__Selected text__.
◇ ◇ ◇ ◇ ◇

What you sell is not what the customer buys.

Example:
  • Scientific advancement: satellites, theory of relativity, atomic clocks

  • Technology: Global Positioning System (GPS)

  • Component: GPS-chip for consumer electronics

  • Product: iPhone with Maps app. App knows where you are

  • Solution sold: White cardboard box with an iPhone and a charger

  • Solution experienced: Went to shiny Apple store; now have a device in my pocket, which knows where I am; can tell me how to get to a place where I never was; and for which many of my friends have a compatible charger. The vendor could not directly engineer that last part.

Always think about the steps for the customer: Getting to know your solution exists, purchase process, price, packaging, unboxing and setup, daily use, dealing with problems, repairs, recycling.

■ Competition

Every business idea has competition. It depends on how broad you specify the problem/market. Always look for the closest (most similar), 3 big competitors. Or those companies than can easily, and are likely, to turn into a competitor.

▶ Search the Web Like a Customer rocket

As trivial as this sounds, many entrepreneurs skip this. Which is a huge mistake! Just pretend to be a customer and see if you can get the product you want via a web search. Look at the top 3 competitors and estimate their relevance.

▶ Lookup Competitor Information rocket

Using tools such as SpyFu.com you can see for each keyword combination, who posted which online ad.

■ Cheap Prototypes

A prototype can be much simpler, than you think. The goal is only to let the potential customer experience and imagine, how her world would be with the solution. Then she can give you feedback on her (imagined) reactions.

▶ Design a paper prototype for a software or content product rocket

For each screen, draw it by hand on paper. This allows the customer to question whole screens. If the prototype would be “photo-shopped” or programmed, feedback is often only “This button should be smaller” instead of “The whole feature does not make sense for me”. See also Customer Conversations.

■ Landing Page Experiment rocket

Create a single web page, which describes the problem and your solution. Have a call-to-action to let people enter their email address to get notified, when the product becomes available. Pro: Try using one page for the problem with a link to a second page with the solution.
→ Validates: problem, solution (the more detailed you describe it, the more meaningful the reaction is)
Tools: Optimizely.com (content), bit.ly (short, customizable URLs), Facebook groups (to spread the link)

Step 3: Channel and Monetization – Can we reach them? Do they pay?

■ Business Model

This is the holistic picture of what you do and how you make profits along the way. It includes at least the customer and the problem, your solution, the monetization, your cost structure, and your idea how to orchestrate your activities.

◇ ◇ ◇ ◇ ◇

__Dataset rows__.
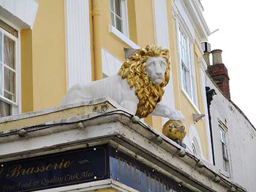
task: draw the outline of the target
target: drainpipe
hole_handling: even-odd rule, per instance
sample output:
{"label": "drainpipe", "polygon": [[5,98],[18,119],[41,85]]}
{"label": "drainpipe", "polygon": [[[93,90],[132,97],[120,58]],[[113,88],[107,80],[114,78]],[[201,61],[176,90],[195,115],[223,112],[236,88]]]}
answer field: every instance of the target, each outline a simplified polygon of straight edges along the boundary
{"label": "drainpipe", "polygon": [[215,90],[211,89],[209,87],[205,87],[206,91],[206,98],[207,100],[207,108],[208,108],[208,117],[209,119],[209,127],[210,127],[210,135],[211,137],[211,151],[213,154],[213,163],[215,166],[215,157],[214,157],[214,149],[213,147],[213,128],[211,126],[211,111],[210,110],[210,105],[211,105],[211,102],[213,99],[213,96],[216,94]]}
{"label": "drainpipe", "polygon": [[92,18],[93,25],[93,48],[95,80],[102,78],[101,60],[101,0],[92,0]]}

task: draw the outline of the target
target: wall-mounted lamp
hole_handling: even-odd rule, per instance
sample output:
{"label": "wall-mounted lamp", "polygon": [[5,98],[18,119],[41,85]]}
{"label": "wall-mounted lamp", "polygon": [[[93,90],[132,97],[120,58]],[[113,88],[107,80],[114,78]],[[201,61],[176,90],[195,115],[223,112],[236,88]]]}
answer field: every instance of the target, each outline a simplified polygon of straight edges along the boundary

◇ ◇ ◇ ◇ ◇

Name every tool mentioned in the text on testing business ideas.

__Solution__.
SpyFu.com, Optimizely.com, bit.ly, Facebook groups